L’inconscient et le corps : les textes freudiens
Si l’entreprise freudienne a pu être comprise dès le départ comme un mouvement de renversement des idéaux victoriens, poussé par des tendances « monistes », notamment haeckeliennes qui prévalaient dans les milieux libéraux, scientifiques, éducatifs ou esthétiques du tournant du XXe siècle, il est vite apparu que le propos de l’inventeur de la psychanalyse s’avérait beaucoup plus complexe : ce n’était pas en effet le corps « réhabilité », néo-vitaliste qu’il s’agissait de faire valoir, mais le corps en tant que siège du symptôme.
Non pas le sport, mais l’hystérie ; non pas le corps triomphant, mais le corps embarrassé, appareillé par l’inconscient ; et même si Freud a accompagné le mouvement « humanitaire », les mouvements de jeunesse, le mouvement féministe d’Helene Stöker, ce fut non pas pour faire triompher des signifiants-maîtres ou célébrer des progrès dans le mouvement de la civilisation, mais pour insister sur les « effets », les ratés, les points d’impossible, jusqu’à la thèse radicale de la pulsion de mort. Nous en examinerons, dans un choix de textes, les principales articulations.
L’inconscient et le corps : Lacan J.-A. Miller a montré, ces dernières années, à quel point la question du corps sous-tend l’œuvre de J. Lacan, là où certains avaient été trop prompts à imaginer qu’y régnait seule la suprématie absolue du signifiant. Il a pu y distinguer jusqu’à six thèses différentes sur la fonction du corps, qui rythmaient, chacune à leur façon, les grands remaniements de la théorie. Ces thèses successives ne sont pas seulement des relectures bouleversantes des grandes thèses freudiennes sur les paradoxes du corps, mais elles sont également cruciales dans les élaborations de Lacan sur la direction de la cure, puisqu’elles touchent directement aux paradoxes de la jouissance.
* * * * * * *
- Consignes de l'exercice
(1) Recopiez mot pour mot, dans le texte sur l'inconscient et le corps, tout ce qui va de "L’inconscient et le corps : Lacan" jusqu'à "de la jouissance.".
(2) D'après le texte sur l'inconscient et le corps, combien de thèses différentes sur la fonction du corps J.-A. Miller a-t-il distinguées dans l'œuvre de Lacan ?
(3) Poursuivez le texte sur l'inconscient et le corps à la suite de sa dernière phrase.
Les items ne servent à rien pour cet exercice.

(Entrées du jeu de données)
* * * * * * *
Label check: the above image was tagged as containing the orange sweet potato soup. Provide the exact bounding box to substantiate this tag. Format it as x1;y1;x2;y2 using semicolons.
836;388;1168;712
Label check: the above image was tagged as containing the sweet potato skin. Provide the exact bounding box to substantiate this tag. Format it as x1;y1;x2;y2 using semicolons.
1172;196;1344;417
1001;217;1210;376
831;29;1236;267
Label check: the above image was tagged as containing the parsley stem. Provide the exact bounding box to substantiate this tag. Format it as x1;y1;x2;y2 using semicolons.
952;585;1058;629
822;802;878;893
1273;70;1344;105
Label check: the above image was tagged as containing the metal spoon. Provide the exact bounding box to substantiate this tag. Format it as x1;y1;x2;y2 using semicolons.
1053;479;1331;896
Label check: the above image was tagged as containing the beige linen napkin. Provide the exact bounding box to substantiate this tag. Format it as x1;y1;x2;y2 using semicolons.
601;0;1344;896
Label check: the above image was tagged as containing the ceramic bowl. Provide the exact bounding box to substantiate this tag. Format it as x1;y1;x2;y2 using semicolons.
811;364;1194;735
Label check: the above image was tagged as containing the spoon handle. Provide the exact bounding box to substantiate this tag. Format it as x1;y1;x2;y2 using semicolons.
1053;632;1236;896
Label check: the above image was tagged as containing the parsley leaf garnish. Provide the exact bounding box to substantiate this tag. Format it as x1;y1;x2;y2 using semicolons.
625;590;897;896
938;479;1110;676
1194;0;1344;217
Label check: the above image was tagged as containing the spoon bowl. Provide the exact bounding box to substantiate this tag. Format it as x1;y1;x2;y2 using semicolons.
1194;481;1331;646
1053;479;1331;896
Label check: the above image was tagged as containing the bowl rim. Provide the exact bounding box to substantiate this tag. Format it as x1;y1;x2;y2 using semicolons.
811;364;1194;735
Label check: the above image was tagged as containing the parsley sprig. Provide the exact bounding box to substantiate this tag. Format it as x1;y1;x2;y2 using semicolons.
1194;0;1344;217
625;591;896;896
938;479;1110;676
* * * * * * *
- Réponses aux consignes
(1)
L’inconscient et le corps : Lacan J.-A. Miller a montré, ces dernières années, à quel point la question du corps sous-tend l’œuvre de J. Lacan, là où certains avaient été trop prompts à imaginer qu’y régnait seule la suprématie absolue du signifiant. Il a pu y distinguer jusqu’à six thèses différentes sur la fonction du corps, qui rythmaient, chacune à leur façon, les grands remaniements de la théorie. Ces thèses successives ne sont pas seulement des relectures bouleversantes des grandes thèses freudiennes sur les paradoxes du corps, mais elles sont également cruciales dans les élaborations de Lacan sur la direction de la cure, puisqu’elles touchent directement aux paradoxes de la jouissance.

(2) Six thèses.

(3)
Que le corps ne puisse garantir aucun être, mais soit seulement quelque chose qu’on peut avoir, que cette « possession » n’aille pas sans un appareillage, que cet appareillage se repère à travers les catégories de l’imaginaire, du réel, et de ce qui, du symbolique, se répète comme « Un » – soit la stéréotypie –, on en étudiera les fines articulations, qui dessinent l’envers des thèmes les plus cruciaux de notre modernité.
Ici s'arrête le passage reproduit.